• Records:
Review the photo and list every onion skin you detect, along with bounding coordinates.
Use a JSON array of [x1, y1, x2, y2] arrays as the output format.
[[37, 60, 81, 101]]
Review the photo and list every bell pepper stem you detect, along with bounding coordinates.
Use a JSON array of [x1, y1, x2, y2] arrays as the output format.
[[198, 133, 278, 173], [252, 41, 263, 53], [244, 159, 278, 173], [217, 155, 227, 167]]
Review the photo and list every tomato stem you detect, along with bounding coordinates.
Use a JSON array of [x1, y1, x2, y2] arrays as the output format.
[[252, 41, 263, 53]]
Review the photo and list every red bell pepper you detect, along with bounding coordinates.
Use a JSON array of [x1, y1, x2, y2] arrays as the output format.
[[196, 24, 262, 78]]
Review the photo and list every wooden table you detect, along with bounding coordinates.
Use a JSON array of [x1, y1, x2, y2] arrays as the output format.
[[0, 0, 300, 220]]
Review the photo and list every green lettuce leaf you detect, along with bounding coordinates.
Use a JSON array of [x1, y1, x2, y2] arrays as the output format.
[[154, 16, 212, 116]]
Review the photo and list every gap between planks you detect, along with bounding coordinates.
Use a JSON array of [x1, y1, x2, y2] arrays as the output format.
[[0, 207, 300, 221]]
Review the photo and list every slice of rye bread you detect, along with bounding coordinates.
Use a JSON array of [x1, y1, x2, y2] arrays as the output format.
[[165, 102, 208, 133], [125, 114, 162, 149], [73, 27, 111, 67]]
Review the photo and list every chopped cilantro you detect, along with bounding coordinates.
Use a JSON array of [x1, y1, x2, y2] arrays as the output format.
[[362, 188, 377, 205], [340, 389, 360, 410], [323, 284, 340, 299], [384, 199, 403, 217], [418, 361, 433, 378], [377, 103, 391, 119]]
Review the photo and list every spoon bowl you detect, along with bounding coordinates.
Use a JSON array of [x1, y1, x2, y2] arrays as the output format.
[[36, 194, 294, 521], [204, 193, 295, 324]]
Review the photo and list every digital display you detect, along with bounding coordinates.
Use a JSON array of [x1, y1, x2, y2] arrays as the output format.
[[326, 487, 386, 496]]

• Description of the task: Shift every bounding box coordinate in the answers of the data above by adding -68 to it. Then rewrite the data from the line with "Review the photo and list every bell" up to and including the line with "[[252, 41, 263, 53]]", with the requests left unchanged.

• Task output:
Review the photo and list every bell pepper stem you detect, along with bounding coordinates.
Use a JSON array of [x1, y1, x2, y2] arrays as the output format.
[[130, 65, 210, 105], [184, -27, 195, -15], [176, 91, 210, 105], [149, 87, 159, 99]]
Review the photo and list every tomato stem you detect, along with bounding coordinates.
Use a JSON array of [x1, y1, x2, y2] arrays as the output format.
[[184, -27, 195, -15]]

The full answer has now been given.